* TASK TO CARRY OUT *
Copy out all of the data below word for word, but leave out the pictures.

* EXERCISE MATERIAL *
• • •
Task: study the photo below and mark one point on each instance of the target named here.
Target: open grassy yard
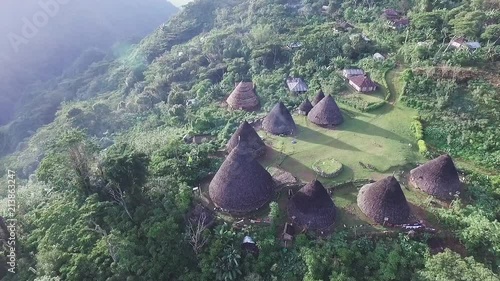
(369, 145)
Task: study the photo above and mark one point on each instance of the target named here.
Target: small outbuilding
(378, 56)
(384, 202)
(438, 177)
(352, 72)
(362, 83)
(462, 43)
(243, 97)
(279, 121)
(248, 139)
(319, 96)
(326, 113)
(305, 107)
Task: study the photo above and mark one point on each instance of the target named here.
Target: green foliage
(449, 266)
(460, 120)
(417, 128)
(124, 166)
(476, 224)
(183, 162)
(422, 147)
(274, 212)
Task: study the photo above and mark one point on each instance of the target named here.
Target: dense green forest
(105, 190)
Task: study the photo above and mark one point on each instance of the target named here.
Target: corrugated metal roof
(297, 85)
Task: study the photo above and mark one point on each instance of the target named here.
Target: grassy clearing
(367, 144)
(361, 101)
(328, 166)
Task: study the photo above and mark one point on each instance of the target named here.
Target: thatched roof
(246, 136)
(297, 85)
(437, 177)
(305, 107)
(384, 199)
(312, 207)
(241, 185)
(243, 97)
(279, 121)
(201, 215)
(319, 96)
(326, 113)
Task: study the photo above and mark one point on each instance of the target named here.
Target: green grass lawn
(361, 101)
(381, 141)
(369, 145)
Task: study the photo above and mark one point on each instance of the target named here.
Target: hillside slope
• • •
* SOLUTION FOR THIS TASK *
Task: study the photo below and mark one point on each instance of the target named here.
Target: open grassy yard
(369, 145)
Task: study the photo above and mark one point on each instance of the target named here.
Target: small outbuilding
(378, 56)
(384, 202)
(438, 177)
(352, 72)
(362, 83)
(462, 43)
(243, 97)
(279, 121)
(248, 139)
(319, 96)
(326, 113)
(305, 107)
Task: study the photo above and mark one point on each instance of the target named here.
Target: green foliage
(449, 266)
(460, 120)
(417, 128)
(124, 166)
(476, 224)
(183, 162)
(422, 147)
(274, 212)
Task: study the photo above and mark one point on each instance of the target named here.
Target: dense green forest
(105, 190)
Task: study the photo above and mark one point on each instance of the target named here.
Target: corrugated metal roof
(297, 85)
Task: study the photo above and mark one point on each instance of the target named here.
Target: grassy clearing
(367, 144)
(361, 101)
(328, 166)
Task: study the photo above and mark one point on each instance of the target named here.
Target: thatched roof
(246, 136)
(297, 85)
(437, 177)
(305, 107)
(384, 199)
(312, 207)
(241, 185)
(243, 97)
(279, 121)
(201, 215)
(319, 96)
(326, 113)
Task: study the photo above and mark one point on each instance of the target named here.
Target: green grass lawn
(361, 101)
(381, 141)
(369, 145)
Task: study the photo above and mark one point on each instance of the target named here.
Target: hillside slope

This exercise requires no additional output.